> [Problem set]
1. Answer these from the column on Scottish football:
(a) How many people are expected at next Sunday's two Betfred Cup semi finals?
(b) Which club does Celtic visit in the Europa League?
(c) Which opponent do Rangers face at home?
2. Pick up the column on Scottish football after its final sentence and keep writing it.

> [Excerpted text]

-- -- --

Positively Brilliant
We’re having an evening of congeniality tomorrow to mark the sixtieth birthday of a journalistic colleague.
Licensed premises will be the venue. One of those places which has big television screens to facilitate those who want to see Manchester United play Juventus in the Champions League. And who wouldn’t?
European football at the highest level is great, but it’s got nothing to do with us on a serious basis. There’s the occasional moment of distinction or sometimes the odd embarrassment, but, when it gets down to basics, Europe is hopefully a money making exercise for our clubs and nothing else.
It’s a place where, whenever adversity presents itself, Celtic and Rangers get the chance to excuse themselves by talking about the modest nature of their annual budget when compared to the continent’s aristocratic clubs.
In the same way that Neil Lennon could immediately cite Hibs’ meagre budget on Saturday evening as a reason why the side he manages could never be considered legitimate title challengers while Celtic have the spending capacity to buy a single player for nine million pounds.
That’s his take on the Premiership and he’s entitled to his pragmatic stance, even if his side had just been one half of the reason why the meeting of Celtic and Hibs turned into the domestic game of the season so far.
We are in the midst of the most positive start to the league championship for years and next Sunday the best part of 120,000 people will flock to see two Betfred Cup semi finals in Edinburgh and Glasgow.
The games will be a high profile verification of the Scottish football brand being currently intoxicating, as opposed to toxic. What’s not to love when things are positively brilliant?
We can only hope that European football doesn’t inflict any damage on the feel good factor when Celtic and Rangers play on Thursday night.
There is absolutely no justification for thinking Brendan Rodgers’ side will get anything out of their visit to RB Leipzig in the Europa League. Celtic’s away record in Europe was abysmal before Brendan got here and nothing has changed following his arrival.
Rangers are entitled to approach their home game with Spartak Moscow with a higher degree of confidence based on their performances against Villareal and Rapid Vienna.
But Steven Gerrard’s side will need to raise their game substantially after a woeful display against lowly Hamilton Accies because there’ll be no hyperactive defenders intent on self harm on the opposing side to get them out of a jam on this occasion.
Still, the best of luck to the pair of them. Only those who support Aberdeen and Hearts are entitled to hope that self-esteem is seriously impaired by malfunction in Europe before they have to deal with Glasgow’s finest at the weekend.
Those who support Celtic and Rangers, meanwhile, will hope that the Betfred Cup final is contested by their clubs on a day when ticket allocation will not be a topic of conversation beyond how quickly a fifty-fifty split can be taken up by a voracious public.
All this positivity surrounding our domestic game will not be felt by those who support teams at the distressed end of the league table, of course, but what country doesn’t have competitions involving the haves and the have nots?

-- -- --

> [Entries supplied]
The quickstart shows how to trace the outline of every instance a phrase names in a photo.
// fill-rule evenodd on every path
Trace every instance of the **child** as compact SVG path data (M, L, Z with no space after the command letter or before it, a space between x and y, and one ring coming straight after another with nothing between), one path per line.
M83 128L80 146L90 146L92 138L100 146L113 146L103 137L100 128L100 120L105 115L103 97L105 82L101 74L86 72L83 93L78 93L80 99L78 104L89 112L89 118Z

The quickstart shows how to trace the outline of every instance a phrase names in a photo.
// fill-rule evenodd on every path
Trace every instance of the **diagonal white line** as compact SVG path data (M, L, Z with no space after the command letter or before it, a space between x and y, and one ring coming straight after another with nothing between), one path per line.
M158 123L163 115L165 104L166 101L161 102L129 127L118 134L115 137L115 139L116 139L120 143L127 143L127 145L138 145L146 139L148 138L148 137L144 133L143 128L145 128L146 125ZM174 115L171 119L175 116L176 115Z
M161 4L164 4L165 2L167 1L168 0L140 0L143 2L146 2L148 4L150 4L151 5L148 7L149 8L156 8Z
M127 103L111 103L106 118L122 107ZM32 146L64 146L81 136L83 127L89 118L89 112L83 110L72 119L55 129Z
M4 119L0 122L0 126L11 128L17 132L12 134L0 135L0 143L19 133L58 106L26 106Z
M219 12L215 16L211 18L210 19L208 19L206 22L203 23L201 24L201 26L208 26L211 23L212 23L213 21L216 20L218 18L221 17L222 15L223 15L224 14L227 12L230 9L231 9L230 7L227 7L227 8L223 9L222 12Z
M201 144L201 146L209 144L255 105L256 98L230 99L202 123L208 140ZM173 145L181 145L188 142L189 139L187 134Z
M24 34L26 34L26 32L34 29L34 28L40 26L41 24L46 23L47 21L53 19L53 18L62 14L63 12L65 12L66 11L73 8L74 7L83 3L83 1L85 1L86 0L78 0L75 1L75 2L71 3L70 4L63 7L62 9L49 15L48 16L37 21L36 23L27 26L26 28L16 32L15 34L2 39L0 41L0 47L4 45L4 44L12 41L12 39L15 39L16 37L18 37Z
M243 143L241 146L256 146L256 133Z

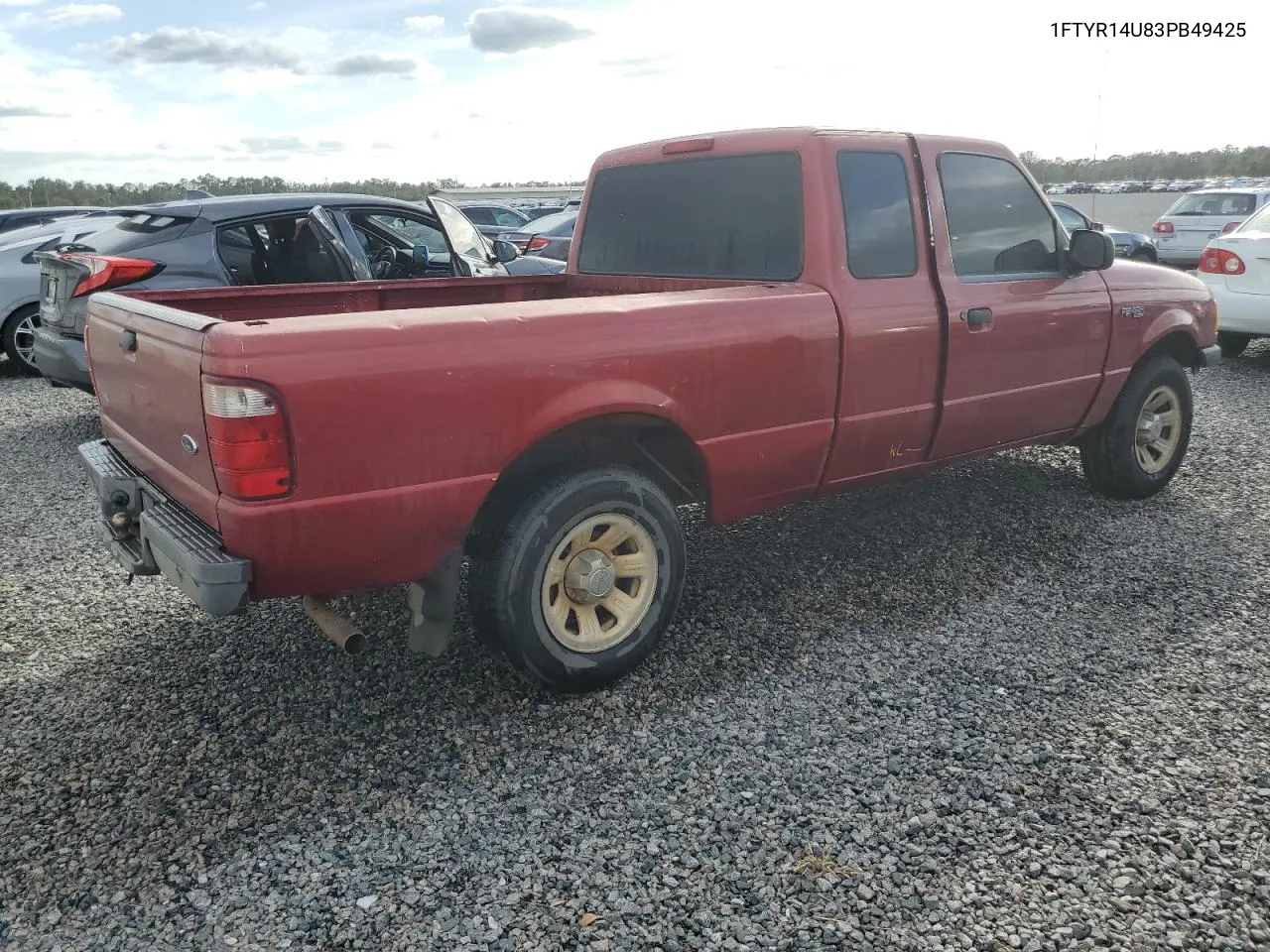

-- -- --

> [Responses per task]
1.
(a) The best part of 120,000.
(b) RB Leipzig.
(c) Spartak Moscow.

2.
For example, Dundee are at home to the league leaders, Hearts, tomorrow night.
Given the fact that winning any game, league or cup, at Dens Park has been beyond them this season, you’d be more inclined to back Elvis for the now vacant Albion Rovers job than Jim McIntyre’s side to come up trumps.
McIntyre looks, on the face of it, to have the mother and father of all jobs on his hands when it comes to turning Dundee in a more positive direction.
They’re bottom of the table because they can’t score at one end of the pitch and can’t keep the ball out of their own net at the the other end.
It’s your classic recipe for disaster, but to the manager’s way of thinking there might be one step that could be taken to help the team.
That would be the appointment of Billy Dodds as his assistant, re-uniting the managerial partnership which once won Ross County a major trophy when they were a double act in the Highands.
But there’s a problem.
A vociferous element within the Dundee support aren’t having the idea and the people who run the club don’t want to alienate them and spark a civil war by granting the manager his wish.
That can’t be right, can it?
I fully endorse the statement made immortal by Jock Stein when he said that football without fans was nothing.
But big Jock, for one, would never have had any fan tell him what he could, or could not, do.
There are lines of demarcation which can be drawn without denigrating the paying customer.
When mis-management of the club’s affairs at directorial level put Dundee’s future in jeopardy five years ago Dodds, then assistant manager of the club, voted against the administrator’s Company Voluntary Arrangement in protest against the boardroom bunglers who had cost him the best part of £80,000 in lost earnings.
Now that personal stance makes Billy a pariah in the eyes of the Dundee fans.
Dodds was made unemployed, lost a hefty sum of money that would have helped support his wife and family and is now still feeling the draught years later.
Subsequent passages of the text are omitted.